Excerpts from segmentation rows
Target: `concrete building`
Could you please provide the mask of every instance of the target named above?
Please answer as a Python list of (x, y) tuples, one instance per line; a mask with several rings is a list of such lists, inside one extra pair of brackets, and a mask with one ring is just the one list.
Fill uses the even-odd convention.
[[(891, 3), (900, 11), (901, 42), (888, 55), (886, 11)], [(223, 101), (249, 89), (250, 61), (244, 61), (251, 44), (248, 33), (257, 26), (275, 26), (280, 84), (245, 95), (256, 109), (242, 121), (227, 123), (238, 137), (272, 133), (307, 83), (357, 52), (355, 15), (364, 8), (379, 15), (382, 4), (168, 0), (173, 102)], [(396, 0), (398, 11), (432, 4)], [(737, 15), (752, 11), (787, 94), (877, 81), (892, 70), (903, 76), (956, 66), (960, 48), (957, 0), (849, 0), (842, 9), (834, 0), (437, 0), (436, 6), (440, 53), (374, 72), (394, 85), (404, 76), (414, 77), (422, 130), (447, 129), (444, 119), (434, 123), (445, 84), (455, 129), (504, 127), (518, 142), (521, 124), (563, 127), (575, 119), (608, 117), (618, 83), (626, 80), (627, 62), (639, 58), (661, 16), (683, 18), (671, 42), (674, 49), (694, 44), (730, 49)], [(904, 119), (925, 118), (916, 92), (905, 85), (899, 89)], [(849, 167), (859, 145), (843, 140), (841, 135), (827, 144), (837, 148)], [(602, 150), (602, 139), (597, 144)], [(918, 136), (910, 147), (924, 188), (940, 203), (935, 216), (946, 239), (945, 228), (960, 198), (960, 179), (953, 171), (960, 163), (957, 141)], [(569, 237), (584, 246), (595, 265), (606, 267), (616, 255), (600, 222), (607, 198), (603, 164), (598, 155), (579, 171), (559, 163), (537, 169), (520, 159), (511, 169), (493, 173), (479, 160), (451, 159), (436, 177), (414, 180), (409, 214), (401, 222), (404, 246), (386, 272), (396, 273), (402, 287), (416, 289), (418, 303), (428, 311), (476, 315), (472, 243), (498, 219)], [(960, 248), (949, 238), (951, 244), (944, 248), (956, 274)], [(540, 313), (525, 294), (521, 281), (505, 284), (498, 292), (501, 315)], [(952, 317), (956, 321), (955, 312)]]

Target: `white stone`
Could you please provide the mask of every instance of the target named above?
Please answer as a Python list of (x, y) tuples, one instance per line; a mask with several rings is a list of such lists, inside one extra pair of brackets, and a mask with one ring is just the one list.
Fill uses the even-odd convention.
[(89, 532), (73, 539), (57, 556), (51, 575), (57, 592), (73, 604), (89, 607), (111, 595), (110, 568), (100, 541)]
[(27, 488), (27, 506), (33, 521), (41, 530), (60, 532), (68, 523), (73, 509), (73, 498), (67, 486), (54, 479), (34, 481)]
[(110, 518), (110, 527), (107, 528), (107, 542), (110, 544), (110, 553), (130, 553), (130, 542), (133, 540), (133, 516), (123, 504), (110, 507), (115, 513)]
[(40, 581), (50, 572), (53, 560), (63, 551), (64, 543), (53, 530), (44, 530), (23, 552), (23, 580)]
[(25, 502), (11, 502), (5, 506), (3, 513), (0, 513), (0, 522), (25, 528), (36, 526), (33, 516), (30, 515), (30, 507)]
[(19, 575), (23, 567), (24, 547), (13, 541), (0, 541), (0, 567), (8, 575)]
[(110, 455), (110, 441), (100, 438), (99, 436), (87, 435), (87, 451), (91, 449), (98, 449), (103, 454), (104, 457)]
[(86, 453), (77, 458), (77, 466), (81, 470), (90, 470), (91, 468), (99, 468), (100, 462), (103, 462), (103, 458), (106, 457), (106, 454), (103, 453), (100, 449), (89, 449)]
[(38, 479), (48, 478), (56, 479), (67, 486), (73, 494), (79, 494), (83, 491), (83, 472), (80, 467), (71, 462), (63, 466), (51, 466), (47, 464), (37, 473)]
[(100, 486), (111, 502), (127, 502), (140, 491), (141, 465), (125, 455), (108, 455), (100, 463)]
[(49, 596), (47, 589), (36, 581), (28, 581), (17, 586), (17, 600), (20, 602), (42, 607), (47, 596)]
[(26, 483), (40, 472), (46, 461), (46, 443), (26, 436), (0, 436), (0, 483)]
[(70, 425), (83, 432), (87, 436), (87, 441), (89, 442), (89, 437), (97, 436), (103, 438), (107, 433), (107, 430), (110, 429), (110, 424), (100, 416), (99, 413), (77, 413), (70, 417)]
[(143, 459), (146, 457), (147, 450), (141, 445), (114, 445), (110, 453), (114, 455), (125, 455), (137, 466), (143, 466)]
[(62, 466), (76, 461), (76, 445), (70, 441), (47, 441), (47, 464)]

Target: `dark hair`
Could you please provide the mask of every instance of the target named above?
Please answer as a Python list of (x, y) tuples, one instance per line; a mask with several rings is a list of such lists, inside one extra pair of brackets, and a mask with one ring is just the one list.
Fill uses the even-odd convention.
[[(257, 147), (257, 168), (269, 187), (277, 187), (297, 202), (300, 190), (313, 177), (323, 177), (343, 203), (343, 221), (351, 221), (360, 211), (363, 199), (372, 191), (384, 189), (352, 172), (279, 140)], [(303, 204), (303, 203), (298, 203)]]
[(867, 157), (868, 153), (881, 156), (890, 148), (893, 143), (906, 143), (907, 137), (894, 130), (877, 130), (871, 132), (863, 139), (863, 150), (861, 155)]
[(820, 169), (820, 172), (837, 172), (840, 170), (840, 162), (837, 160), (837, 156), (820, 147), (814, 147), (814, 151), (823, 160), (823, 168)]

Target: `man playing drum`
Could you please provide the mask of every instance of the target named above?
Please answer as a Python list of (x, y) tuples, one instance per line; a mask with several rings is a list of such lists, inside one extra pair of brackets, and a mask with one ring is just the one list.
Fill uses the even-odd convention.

### EXERCISE DESCRIPTION
Please print all of the rows above again, word for word.

### OUTPUT FOR THIS EXERCISE
Target: `concrete building`
Could you please provide the mask of every instance of the target named above?
Please answer as a Python list of (x, y) tuples, one instance per line; a mask with several rings is a list of such lists, inside one extra pair of brackets, and a mask with one ring is just the one list.
Fill uses the even-odd convention.
[[(891, 3), (900, 11), (901, 42), (888, 55), (886, 11)], [(223, 101), (249, 89), (250, 61), (244, 61), (251, 44), (248, 33), (257, 26), (275, 26), (280, 84), (245, 95), (256, 109), (242, 121), (227, 123), (238, 137), (272, 133), (307, 83), (357, 52), (355, 15), (364, 8), (379, 15), (382, 4), (168, 0), (173, 102)], [(396, 0), (398, 11), (432, 4)], [(737, 15), (752, 11), (787, 94), (877, 81), (892, 70), (903, 76), (956, 66), (960, 48), (957, 0), (849, 0), (842, 9), (834, 0), (437, 0), (436, 6), (440, 53), (374, 72), (394, 85), (404, 76), (414, 77), (422, 130), (447, 129), (444, 119), (434, 123), (445, 84), (455, 129), (504, 127), (518, 142), (521, 124), (563, 127), (575, 119), (608, 117), (618, 83), (626, 80), (627, 62), (639, 58), (661, 16), (683, 18), (671, 42), (674, 49), (694, 44), (730, 49)], [(904, 119), (925, 118), (916, 92), (905, 85), (899, 89)], [(849, 167), (859, 145), (843, 140), (841, 135), (827, 144), (837, 148)], [(602, 150), (602, 139), (597, 144)], [(918, 136), (910, 147), (924, 188), (940, 203), (935, 216), (946, 239), (945, 228), (960, 198), (960, 179), (953, 171), (960, 163), (957, 141)], [(569, 237), (584, 246), (595, 265), (606, 267), (616, 255), (600, 222), (607, 198), (603, 164), (598, 155), (579, 171), (559, 163), (537, 169), (520, 159), (511, 169), (493, 173), (479, 160), (451, 159), (436, 177), (414, 180), (409, 214), (401, 222), (404, 246), (386, 272), (396, 273), (402, 287), (416, 289), (418, 303), (428, 311), (476, 315), (472, 243), (498, 219)], [(960, 248), (949, 238), (951, 244), (944, 248), (956, 274)], [(540, 313), (525, 294), (521, 281), (505, 284), (498, 292), (501, 315)], [(952, 317), (956, 321), (955, 312)]]

Target: `white stone`
Could you please provide the mask of every instance of the target named above?
Please answer as a Python list of (x, y) tuples, one instance per line; a mask with several rings is a list of such lists, inside one extra pair of brackets, and a mask with one ring is just the one list.
Fill uses the even-odd convention.
[(89, 532), (73, 539), (57, 556), (51, 575), (57, 592), (73, 604), (89, 607), (111, 595), (110, 568), (100, 541)]
[(27, 488), (27, 506), (33, 521), (41, 530), (60, 532), (68, 523), (73, 509), (73, 498), (67, 486), (54, 479), (34, 481)]
[(110, 518), (110, 527), (107, 528), (107, 542), (110, 544), (110, 553), (130, 553), (130, 542), (133, 540), (133, 516), (123, 504), (110, 507), (115, 513)]
[(40, 581), (50, 572), (53, 560), (63, 551), (64, 543), (53, 530), (44, 530), (23, 552), (23, 580)]
[(25, 502), (11, 502), (5, 506), (3, 513), (0, 513), (0, 522), (25, 528), (36, 526), (33, 516), (30, 515), (30, 507)]
[(19, 575), (23, 567), (24, 547), (13, 541), (0, 541), (0, 567), (8, 575)]
[(110, 455), (110, 441), (100, 438), (99, 436), (87, 435), (87, 451), (91, 449), (98, 449), (103, 454), (104, 457)]
[(86, 453), (77, 458), (77, 466), (81, 470), (90, 470), (91, 468), (99, 468), (100, 462), (103, 462), (103, 458), (106, 457), (106, 454), (103, 453), (100, 449), (89, 449)]
[(38, 479), (48, 478), (56, 479), (67, 486), (73, 494), (79, 494), (83, 491), (83, 472), (80, 467), (71, 462), (63, 466), (51, 466), (47, 464), (37, 473)]
[(100, 486), (111, 502), (127, 502), (140, 491), (141, 465), (125, 455), (108, 455), (100, 463)]
[(49, 596), (47, 589), (36, 581), (28, 581), (17, 586), (17, 600), (20, 602), (42, 607), (47, 596)]
[(26, 483), (40, 472), (46, 461), (46, 443), (26, 436), (0, 436), (0, 483)]
[(70, 425), (83, 432), (87, 436), (87, 441), (89, 442), (89, 437), (97, 436), (103, 438), (107, 433), (107, 430), (110, 429), (110, 424), (100, 416), (99, 413), (77, 413), (70, 417)]
[(143, 459), (146, 457), (147, 450), (141, 445), (114, 445), (110, 453), (114, 455), (125, 455), (137, 466), (143, 466)]
[(62, 466), (76, 461), (76, 445), (70, 441), (47, 441), (47, 464)]

Target: `dark hair`
Could you please provide the mask of every instance of the target named above?
Please answer as a Python list of (x, y) tuples, one instance per line; a mask with several rings is a list of such lists, inside one extra pair of brackets, and a mask with one ring is just the one list.
Fill uses the even-odd convention.
[[(257, 147), (257, 168), (269, 187), (277, 187), (297, 202), (300, 190), (313, 177), (323, 177), (343, 203), (343, 221), (351, 221), (360, 211), (363, 199), (372, 191), (384, 189), (352, 172), (279, 140)], [(303, 204), (303, 203), (298, 203)]]
[(867, 157), (868, 153), (881, 156), (890, 148), (893, 143), (906, 143), (907, 137), (894, 130), (877, 130), (871, 132), (863, 139), (863, 150), (861, 155)]
[(820, 169), (820, 172), (837, 172), (840, 170), (840, 162), (837, 160), (837, 156), (820, 147), (814, 147), (814, 151), (823, 160), (823, 168)]

Target: `man playing drum`
Could you please provide the mask of every instance of the target named above?
Please answer as a Python list of (x, y) tuples, one instance per line; a mask with several rings is a list of such lists, inside one extra pair of brackets, and a mask with one ring is just the one list.
Fill uses the even-odd convention.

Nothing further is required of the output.